Exercise →
Write out the whole listing exactly; no images belong in it.

______________________________

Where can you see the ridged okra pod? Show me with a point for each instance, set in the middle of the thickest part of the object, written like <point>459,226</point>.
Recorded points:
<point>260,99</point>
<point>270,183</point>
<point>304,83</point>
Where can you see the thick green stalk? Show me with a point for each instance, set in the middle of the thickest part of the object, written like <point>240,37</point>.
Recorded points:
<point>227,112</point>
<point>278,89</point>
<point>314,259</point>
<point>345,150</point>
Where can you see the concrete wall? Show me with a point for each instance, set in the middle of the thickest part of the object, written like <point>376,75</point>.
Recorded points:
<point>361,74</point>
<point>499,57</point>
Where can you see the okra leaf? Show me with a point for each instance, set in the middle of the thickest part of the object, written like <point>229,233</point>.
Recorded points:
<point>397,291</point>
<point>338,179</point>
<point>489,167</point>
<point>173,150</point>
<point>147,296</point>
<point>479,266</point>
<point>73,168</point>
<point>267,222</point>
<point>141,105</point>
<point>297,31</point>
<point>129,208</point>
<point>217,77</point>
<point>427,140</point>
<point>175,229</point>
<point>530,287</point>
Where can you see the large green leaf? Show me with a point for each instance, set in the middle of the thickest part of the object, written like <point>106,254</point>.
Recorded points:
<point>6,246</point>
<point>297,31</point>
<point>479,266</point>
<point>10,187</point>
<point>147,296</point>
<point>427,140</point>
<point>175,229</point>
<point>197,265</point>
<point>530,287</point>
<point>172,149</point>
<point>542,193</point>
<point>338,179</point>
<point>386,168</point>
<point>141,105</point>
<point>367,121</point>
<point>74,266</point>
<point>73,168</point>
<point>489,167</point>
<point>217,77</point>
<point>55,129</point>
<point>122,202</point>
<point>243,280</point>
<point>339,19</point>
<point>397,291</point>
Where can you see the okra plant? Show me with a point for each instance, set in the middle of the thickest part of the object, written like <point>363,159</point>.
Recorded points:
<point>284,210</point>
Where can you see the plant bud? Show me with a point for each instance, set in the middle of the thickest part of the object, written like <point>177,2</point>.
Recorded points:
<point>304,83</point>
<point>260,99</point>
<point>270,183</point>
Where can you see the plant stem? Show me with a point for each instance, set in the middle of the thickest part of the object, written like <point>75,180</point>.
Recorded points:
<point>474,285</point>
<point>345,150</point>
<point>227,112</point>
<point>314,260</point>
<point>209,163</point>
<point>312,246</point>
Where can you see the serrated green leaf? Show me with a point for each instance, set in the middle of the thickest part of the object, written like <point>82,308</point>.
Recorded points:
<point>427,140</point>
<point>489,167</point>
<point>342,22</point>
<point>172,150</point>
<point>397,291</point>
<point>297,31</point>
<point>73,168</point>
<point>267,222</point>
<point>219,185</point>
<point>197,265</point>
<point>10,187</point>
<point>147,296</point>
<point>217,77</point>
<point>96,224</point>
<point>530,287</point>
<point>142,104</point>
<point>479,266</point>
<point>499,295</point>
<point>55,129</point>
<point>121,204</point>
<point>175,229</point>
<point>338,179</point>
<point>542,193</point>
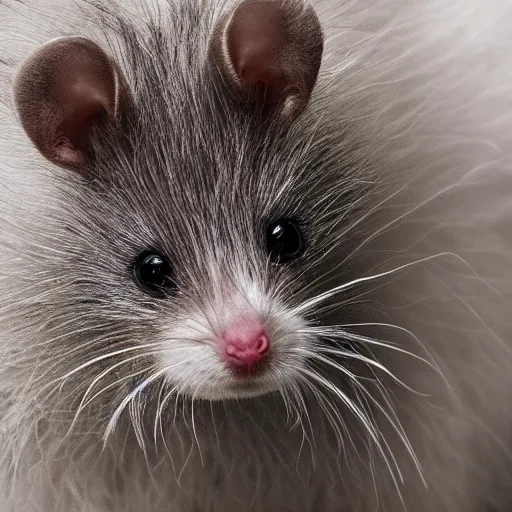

______________________________

Finished exercise →
Where can you see the ridged okra pod? Show me with a point for each instance, set in the middle of the thickest part of the object, written like <point>459,226</point>.
Recorded points:
<point>260,99</point>
<point>270,183</point>
<point>304,83</point>
Where can you see the thick green stalk? Show me with a point for each instance, set in the middle of the thickest part of the object, written like <point>240,37</point>.
Recorded points:
<point>227,112</point>
<point>278,89</point>
<point>314,259</point>
<point>345,150</point>
Where can you see the concrete wall? Show me with a point for each instance, set in the middle of the thickest part of the object, written like <point>376,75</point>.
Recorded points:
<point>361,74</point>
<point>499,57</point>
Where can you see the okra leaf? Show me with a point for each instance, set in the middle of the thickest part of the object, written like <point>229,233</point>.
Recorded points:
<point>397,291</point>
<point>338,179</point>
<point>489,167</point>
<point>173,150</point>
<point>147,296</point>
<point>479,266</point>
<point>73,168</point>
<point>267,222</point>
<point>141,105</point>
<point>297,31</point>
<point>129,208</point>
<point>217,77</point>
<point>427,140</point>
<point>175,229</point>
<point>530,287</point>
Where can you see the large green leaf? Show me with a point for each instance, set in the middle of the thickest part of the object, written like <point>106,254</point>.
Recorded points:
<point>6,246</point>
<point>297,31</point>
<point>479,266</point>
<point>10,187</point>
<point>147,296</point>
<point>427,140</point>
<point>175,229</point>
<point>197,265</point>
<point>530,287</point>
<point>172,149</point>
<point>542,193</point>
<point>338,179</point>
<point>386,168</point>
<point>141,105</point>
<point>367,121</point>
<point>74,266</point>
<point>73,168</point>
<point>489,167</point>
<point>217,77</point>
<point>55,129</point>
<point>122,202</point>
<point>243,280</point>
<point>339,19</point>
<point>397,291</point>
Where can you see the okra plant? Show me with a point for each instance, set in the middle of the thickest part of the object, written like <point>363,159</point>.
Recorded points:
<point>284,210</point>
Where can you see the plant bud? Show me with a point for each instance, set in the middle of the thickest part of the object, written like <point>177,2</point>.
Recorded points:
<point>304,83</point>
<point>260,99</point>
<point>270,183</point>
Where can you see the plant stem? Show me with a point for each instance, set in the middle of the thickest part of the object, written like <point>75,180</point>.
Recorded points:
<point>474,285</point>
<point>345,150</point>
<point>227,112</point>
<point>314,260</point>
<point>209,163</point>
<point>312,246</point>
Where can you see the serrated green leaf? Show me with a point for each instance, set in the middle of the thickest part of the object, written like <point>82,308</point>.
Recorded points:
<point>427,140</point>
<point>489,167</point>
<point>342,22</point>
<point>172,150</point>
<point>397,291</point>
<point>297,31</point>
<point>73,168</point>
<point>267,222</point>
<point>219,185</point>
<point>197,265</point>
<point>10,187</point>
<point>147,296</point>
<point>217,77</point>
<point>96,224</point>
<point>530,287</point>
<point>142,104</point>
<point>479,266</point>
<point>499,295</point>
<point>55,129</point>
<point>121,204</point>
<point>175,229</point>
<point>338,179</point>
<point>542,193</point>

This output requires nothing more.